§ Exercise requirements
For each record below, write an exact copy.

§ Source material
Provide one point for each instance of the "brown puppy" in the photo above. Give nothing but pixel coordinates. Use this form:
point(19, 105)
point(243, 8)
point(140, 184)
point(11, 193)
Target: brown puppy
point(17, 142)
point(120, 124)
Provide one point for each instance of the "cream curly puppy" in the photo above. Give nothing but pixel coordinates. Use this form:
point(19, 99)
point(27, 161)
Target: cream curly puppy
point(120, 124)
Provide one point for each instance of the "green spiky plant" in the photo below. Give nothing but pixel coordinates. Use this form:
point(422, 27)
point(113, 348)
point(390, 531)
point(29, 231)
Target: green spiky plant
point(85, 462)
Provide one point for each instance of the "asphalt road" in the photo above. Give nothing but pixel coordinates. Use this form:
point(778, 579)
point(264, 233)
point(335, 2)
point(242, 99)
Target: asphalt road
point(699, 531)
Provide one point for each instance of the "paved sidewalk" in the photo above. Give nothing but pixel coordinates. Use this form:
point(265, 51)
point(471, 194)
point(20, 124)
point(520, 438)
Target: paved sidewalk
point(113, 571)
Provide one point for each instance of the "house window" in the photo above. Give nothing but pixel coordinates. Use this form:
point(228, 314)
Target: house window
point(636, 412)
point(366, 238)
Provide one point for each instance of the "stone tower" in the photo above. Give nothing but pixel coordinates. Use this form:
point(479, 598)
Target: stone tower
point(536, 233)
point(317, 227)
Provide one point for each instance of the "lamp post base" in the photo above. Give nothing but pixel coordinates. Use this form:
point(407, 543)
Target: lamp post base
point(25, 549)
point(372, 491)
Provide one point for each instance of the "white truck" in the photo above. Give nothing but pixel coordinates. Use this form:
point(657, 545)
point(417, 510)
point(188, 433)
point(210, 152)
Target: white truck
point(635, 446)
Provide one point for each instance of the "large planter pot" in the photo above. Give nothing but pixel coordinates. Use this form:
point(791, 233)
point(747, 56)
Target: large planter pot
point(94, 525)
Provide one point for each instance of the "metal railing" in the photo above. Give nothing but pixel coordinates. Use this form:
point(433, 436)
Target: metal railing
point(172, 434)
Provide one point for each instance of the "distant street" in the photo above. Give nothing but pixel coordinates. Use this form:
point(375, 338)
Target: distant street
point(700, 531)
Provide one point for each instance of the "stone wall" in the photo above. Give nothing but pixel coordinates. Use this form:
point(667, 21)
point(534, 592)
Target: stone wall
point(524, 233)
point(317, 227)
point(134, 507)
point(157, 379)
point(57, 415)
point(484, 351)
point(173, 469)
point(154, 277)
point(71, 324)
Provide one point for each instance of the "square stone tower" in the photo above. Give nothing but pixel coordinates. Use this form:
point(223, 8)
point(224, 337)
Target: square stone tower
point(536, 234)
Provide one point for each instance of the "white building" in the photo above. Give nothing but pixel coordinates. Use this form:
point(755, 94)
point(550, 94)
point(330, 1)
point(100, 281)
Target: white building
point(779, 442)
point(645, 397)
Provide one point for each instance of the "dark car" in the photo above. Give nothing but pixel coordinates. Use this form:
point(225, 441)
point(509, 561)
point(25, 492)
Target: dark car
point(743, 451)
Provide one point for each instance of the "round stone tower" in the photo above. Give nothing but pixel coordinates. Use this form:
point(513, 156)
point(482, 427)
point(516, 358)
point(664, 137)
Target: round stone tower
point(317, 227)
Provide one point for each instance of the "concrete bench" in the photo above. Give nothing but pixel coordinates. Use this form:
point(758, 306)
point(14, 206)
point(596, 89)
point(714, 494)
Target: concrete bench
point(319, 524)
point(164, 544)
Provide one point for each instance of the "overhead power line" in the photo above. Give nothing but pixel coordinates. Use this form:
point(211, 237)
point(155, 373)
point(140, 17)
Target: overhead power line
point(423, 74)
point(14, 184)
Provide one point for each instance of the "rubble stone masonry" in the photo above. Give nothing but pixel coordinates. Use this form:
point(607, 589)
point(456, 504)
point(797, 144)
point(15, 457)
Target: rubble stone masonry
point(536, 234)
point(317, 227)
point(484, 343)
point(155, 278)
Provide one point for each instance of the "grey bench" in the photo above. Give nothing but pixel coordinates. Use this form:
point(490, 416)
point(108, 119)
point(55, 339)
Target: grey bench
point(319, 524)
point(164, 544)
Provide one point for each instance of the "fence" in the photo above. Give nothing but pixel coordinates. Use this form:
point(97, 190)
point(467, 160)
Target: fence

§ Answer box
Provide one point for each instance of the "brown puppy" in the photo above. Give nothing but pixel coordinates. Use this form:
point(19, 105)
point(243, 8)
point(140, 184)
point(11, 193)
Target: brown puppy
point(17, 142)
point(120, 124)
Provide one point for each instance of the "cream curly puppy" in the photo above. Give nothing but pixel coordinates. Use this form:
point(19, 99)
point(27, 161)
Target: cream curly puppy
point(120, 124)
Provide one point for each instance of the "green spiky plant" in the photo below. Give nothing but pixel coordinates. Use this form:
point(422, 27)
point(113, 348)
point(390, 531)
point(29, 231)
Target: green spiky plant
point(85, 462)
Provide one point for each instance of the "asphalt road" in the photo above. Give nothing but pixel coordinates. Use this form:
point(778, 579)
point(264, 233)
point(335, 2)
point(242, 99)
Target: asphalt road
point(699, 531)
Provide one point for each instance of the "paved sidewalk" in the photo above. Give nothing but pixel coordinates. Use this form:
point(265, 51)
point(471, 194)
point(20, 124)
point(520, 438)
Target: paved sidewalk
point(113, 571)
Provide one point for each instance of the "house window" in the photo above. Give nothing but pixel coordinates. Use this form:
point(228, 314)
Target: house window
point(636, 412)
point(366, 238)
Provide one point for each instance of the "stone tower" in the photo above. Give nothing but pixel coordinates. Use this form:
point(479, 598)
Target: stone tower
point(536, 233)
point(317, 227)
Provide one point for each instance of the "lamp post base" in the photo above. Give nothing but pixel coordinates. Use this form:
point(407, 543)
Target: lamp post base
point(25, 549)
point(372, 491)
Provide one point for each instance of the "white truck" in the photo above. Give nothing but pixel coordinates. Use this form:
point(657, 545)
point(417, 510)
point(188, 433)
point(210, 152)
Target: white truck
point(635, 446)
Provide one point for each instance of the "large planter pot" in the photo above. Give nothing but pixel coordinates. Use this form:
point(791, 233)
point(747, 56)
Target: large planter pot
point(94, 525)
Provide one point for each instance of the "metal railing" in the photo above. Give nothing but pixel coordinates. Use this form:
point(433, 436)
Target: metal railing
point(172, 434)
Provide one point for each instance of the "distant street" in the photo above. Give nothing but pixel coordinates. Use this form:
point(375, 338)
Target: distant street
point(700, 531)
Provide one point for each instance of the "stone wall" in the photo above. Give nothing but pixel coordinates. Use this form:
point(667, 21)
point(534, 592)
Target: stone wall
point(524, 233)
point(317, 227)
point(134, 507)
point(157, 379)
point(57, 415)
point(484, 351)
point(173, 469)
point(154, 277)
point(71, 324)
Provide one point for each instance of the "square stone tower" in the photo above. Give nothing but pixel coordinates. Use this form:
point(223, 8)
point(224, 337)
Target: square stone tower
point(536, 234)
Provide one point for each instance of the "white building" in the photo above. Give nothing but pixel coordinates. Use this form:
point(755, 94)
point(550, 94)
point(330, 1)
point(100, 281)
Target: white building
point(779, 442)
point(645, 397)
Provide one point for each instance of the "dark car" in the photo above. Give nothing but pixel coordinates. Use this form:
point(225, 441)
point(509, 561)
point(25, 492)
Target: dark car
point(743, 451)
Provide one point for each instance of the "round stone tower" in the photo above. Give nothing but pixel coordinates. Use this form:
point(513, 156)
point(482, 427)
point(516, 358)
point(664, 137)
Target: round stone tower
point(317, 227)
Provide one point for each instance of the "concrete bench" in the photo above. Give nothing but pixel coordinates. Use this form:
point(758, 306)
point(14, 206)
point(596, 89)
point(714, 494)
Target: concrete bench
point(319, 524)
point(164, 544)
Provide one point for each instance of the "overhead power line" in the photo above. Give nothing but pixel coordinates. Use this form:
point(211, 237)
point(155, 373)
point(140, 17)
Target: overhead power line
point(423, 74)
point(14, 184)
Provide one point for each instance of the "rubble stone masonry" in the photo above. Give nothing but pixel coordinates. Use this form:
point(607, 589)
point(456, 504)
point(797, 144)
point(15, 457)
Target: rubble stone masonry
point(536, 234)
point(317, 227)
point(484, 343)
point(155, 278)
Provide one point for each instance of the "grey bench" in the photo above. Give nothing but pixel coordinates. Use this form:
point(490, 416)
point(108, 119)
point(55, 339)
Target: grey bench
point(319, 524)
point(164, 544)
Provide one point for each instance of the "fence" in the photo above. Give nothing but pixel coordinates. Use this form:
point(97, 190)
point(467, 160)
Target: fence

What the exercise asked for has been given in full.